**REQUIRED WORK**
Which lines in the entries below contain the word "bridge"? Find each one and copy it out; case counts.

**RECORDS SHOWN**

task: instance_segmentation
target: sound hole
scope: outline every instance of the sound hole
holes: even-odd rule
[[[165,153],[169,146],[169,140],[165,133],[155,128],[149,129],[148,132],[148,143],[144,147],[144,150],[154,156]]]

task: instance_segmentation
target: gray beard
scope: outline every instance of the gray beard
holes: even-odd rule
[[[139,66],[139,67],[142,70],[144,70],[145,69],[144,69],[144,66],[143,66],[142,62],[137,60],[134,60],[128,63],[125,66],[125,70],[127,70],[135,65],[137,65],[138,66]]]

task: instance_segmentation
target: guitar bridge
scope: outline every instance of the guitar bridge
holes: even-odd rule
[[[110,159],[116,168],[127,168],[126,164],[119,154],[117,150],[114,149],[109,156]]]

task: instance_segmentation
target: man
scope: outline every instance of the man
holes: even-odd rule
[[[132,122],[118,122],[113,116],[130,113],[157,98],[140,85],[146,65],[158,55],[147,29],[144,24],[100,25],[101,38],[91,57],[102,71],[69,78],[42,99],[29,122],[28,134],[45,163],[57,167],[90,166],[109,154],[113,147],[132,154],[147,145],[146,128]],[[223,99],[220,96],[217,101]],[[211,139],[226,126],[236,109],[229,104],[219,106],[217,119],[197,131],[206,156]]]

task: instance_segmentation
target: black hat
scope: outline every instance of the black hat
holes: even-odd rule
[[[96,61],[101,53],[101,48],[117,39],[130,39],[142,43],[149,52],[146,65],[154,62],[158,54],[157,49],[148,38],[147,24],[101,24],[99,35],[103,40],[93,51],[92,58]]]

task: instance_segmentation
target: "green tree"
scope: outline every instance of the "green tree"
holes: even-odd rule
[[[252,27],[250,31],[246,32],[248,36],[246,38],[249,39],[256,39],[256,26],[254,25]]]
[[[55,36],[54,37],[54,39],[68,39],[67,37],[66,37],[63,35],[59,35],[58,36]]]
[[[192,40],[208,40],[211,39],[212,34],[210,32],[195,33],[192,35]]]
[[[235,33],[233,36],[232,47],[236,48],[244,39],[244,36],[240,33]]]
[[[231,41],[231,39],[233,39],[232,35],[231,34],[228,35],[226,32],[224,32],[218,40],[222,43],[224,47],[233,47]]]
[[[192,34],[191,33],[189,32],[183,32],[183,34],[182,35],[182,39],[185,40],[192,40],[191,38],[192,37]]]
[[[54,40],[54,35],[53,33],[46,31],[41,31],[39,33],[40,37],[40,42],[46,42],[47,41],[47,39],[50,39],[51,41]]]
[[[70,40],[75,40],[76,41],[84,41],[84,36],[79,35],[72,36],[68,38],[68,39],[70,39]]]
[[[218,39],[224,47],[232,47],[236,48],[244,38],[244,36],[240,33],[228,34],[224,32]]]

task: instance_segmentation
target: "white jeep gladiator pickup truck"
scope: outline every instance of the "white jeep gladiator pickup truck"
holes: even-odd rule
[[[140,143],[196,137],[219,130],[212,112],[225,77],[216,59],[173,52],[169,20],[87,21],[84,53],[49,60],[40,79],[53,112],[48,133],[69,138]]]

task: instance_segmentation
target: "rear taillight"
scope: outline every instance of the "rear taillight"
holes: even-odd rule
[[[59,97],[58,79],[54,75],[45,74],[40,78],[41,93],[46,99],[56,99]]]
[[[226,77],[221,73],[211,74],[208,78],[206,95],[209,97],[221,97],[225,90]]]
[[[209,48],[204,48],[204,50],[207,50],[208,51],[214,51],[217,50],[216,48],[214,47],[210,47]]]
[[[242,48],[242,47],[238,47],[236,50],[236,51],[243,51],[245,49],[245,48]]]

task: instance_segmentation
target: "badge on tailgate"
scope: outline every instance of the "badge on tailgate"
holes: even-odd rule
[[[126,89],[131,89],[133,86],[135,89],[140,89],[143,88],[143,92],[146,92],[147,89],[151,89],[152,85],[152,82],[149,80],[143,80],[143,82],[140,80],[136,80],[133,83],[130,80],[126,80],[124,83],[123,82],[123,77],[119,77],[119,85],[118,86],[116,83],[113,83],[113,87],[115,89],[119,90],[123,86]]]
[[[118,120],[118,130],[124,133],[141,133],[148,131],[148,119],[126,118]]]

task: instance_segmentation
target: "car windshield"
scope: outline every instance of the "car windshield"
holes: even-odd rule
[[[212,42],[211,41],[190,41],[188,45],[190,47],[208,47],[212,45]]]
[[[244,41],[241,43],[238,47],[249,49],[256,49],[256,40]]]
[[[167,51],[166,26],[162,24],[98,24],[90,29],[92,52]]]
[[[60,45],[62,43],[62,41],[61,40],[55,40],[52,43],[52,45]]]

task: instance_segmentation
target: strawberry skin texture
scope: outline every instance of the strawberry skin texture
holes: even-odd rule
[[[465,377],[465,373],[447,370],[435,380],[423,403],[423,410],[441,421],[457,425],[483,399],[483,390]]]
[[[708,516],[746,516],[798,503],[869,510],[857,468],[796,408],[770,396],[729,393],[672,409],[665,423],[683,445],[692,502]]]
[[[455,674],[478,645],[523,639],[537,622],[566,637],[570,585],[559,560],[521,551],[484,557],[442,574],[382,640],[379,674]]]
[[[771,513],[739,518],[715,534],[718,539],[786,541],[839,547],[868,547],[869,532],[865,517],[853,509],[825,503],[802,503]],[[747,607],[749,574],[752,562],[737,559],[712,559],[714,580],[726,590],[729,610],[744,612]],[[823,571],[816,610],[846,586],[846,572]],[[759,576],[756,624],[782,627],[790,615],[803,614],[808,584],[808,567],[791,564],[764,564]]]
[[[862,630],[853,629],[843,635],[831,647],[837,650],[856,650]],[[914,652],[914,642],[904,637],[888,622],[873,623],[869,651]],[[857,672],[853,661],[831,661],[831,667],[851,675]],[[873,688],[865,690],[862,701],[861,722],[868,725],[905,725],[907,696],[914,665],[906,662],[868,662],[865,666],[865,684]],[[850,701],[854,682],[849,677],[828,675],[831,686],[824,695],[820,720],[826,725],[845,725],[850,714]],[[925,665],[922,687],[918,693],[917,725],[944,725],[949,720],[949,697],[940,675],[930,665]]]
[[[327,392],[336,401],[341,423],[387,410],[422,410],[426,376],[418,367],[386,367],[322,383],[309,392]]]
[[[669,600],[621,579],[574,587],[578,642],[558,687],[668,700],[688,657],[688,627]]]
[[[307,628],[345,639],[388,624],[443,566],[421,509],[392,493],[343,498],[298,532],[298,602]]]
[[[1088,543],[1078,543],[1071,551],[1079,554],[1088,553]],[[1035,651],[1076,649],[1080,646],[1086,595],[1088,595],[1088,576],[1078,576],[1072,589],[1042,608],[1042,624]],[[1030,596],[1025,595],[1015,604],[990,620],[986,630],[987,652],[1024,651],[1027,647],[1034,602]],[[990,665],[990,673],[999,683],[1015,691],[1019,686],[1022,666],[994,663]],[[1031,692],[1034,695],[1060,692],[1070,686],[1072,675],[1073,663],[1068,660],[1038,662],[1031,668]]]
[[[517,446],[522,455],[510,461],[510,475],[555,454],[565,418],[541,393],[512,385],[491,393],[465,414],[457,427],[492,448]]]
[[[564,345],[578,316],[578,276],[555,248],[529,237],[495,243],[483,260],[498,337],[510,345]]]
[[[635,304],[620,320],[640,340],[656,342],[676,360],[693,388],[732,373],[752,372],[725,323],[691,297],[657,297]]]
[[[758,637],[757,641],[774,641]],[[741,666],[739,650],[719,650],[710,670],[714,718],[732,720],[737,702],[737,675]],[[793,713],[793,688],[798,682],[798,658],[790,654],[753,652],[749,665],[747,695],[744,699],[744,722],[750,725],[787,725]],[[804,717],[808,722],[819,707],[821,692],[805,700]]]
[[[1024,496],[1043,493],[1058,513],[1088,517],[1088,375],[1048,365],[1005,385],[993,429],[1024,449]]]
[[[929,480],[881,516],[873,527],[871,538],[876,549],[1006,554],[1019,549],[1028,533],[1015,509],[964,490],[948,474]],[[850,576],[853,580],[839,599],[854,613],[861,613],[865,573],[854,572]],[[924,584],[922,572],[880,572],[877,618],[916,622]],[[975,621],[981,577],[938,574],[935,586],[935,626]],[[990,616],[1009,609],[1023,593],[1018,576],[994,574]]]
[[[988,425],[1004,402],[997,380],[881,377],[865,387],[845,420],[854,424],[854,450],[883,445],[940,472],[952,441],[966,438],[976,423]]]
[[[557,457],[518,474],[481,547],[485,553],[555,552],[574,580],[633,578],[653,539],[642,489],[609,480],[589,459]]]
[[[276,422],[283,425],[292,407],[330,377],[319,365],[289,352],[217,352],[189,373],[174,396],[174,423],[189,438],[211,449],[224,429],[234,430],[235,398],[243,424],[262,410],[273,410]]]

**THE RESULT**
target: guitar bridge
scope: outline every instance of the guitar bridge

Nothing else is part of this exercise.